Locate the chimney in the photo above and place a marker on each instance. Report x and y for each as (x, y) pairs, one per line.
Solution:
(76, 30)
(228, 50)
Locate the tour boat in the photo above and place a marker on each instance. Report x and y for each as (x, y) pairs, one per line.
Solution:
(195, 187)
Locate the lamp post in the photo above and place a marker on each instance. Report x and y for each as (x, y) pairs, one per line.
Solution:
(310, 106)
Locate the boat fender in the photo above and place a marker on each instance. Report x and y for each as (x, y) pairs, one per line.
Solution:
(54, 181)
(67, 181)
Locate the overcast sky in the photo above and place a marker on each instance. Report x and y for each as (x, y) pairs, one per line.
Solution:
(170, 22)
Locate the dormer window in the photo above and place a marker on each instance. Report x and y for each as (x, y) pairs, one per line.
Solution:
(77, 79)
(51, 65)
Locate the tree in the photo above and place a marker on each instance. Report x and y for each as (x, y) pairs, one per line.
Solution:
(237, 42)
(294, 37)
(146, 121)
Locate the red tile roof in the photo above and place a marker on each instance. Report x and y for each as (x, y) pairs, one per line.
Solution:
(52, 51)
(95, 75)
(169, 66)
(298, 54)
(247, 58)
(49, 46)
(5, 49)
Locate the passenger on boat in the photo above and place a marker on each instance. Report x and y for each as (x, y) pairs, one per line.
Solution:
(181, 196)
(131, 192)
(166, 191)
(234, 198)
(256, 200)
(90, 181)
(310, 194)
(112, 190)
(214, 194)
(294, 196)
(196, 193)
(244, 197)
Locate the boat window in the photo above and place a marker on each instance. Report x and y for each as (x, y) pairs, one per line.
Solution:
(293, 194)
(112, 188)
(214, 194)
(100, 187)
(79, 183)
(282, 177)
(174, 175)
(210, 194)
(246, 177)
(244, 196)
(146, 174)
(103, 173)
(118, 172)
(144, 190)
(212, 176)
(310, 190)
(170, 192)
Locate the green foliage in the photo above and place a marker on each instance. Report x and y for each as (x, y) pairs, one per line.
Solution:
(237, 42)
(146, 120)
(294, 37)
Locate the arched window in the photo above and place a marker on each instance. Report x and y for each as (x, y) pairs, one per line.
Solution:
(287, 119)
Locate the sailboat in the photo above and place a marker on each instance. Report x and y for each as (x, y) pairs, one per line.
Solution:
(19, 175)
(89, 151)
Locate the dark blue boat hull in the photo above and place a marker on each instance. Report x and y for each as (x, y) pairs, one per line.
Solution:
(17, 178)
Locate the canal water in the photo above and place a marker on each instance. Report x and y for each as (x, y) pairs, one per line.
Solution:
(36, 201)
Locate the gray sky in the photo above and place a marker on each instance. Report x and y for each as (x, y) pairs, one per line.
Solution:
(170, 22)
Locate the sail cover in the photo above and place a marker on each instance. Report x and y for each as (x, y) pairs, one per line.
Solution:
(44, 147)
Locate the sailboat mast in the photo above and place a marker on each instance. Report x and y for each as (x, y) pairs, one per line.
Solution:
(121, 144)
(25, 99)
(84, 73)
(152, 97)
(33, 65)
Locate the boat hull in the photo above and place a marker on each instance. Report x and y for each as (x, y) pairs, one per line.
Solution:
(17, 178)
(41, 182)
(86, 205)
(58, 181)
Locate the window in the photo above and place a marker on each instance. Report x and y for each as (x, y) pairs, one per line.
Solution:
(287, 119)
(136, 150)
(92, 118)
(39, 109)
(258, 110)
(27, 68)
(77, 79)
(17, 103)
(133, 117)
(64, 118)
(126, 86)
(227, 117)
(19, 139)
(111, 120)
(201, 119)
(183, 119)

** TASK DIRECTIONS **
Please copy the lines above from the line with "Locate the gray" up to and including the line with "Locate the boat hull", exactly as written and with nothing else.

** SOLVED PROBLEM **
Locate the gray sky in the photo above and place a marker on each instance. Report x and y for each as (x, y) pairs, one per line.
Solution:
(170, 22)
Locate the sail cover in the photo above and place a marker on each instance. Report x and y for each as (x, y) pairs, one per line.
Solution:
(44, 147)
Locate the sailboat mast in the photo above and place a marker on each instance. Report x and y for each as (x, y) pairs, one per line.
Solution:
(121, 144)
(25, 99)
(84, 73)
(152, 97)
(33, 65)
Locate the boat hull in the photo above and place a marker on each instance. Report x and y for each as (x, y) pairs, one per line.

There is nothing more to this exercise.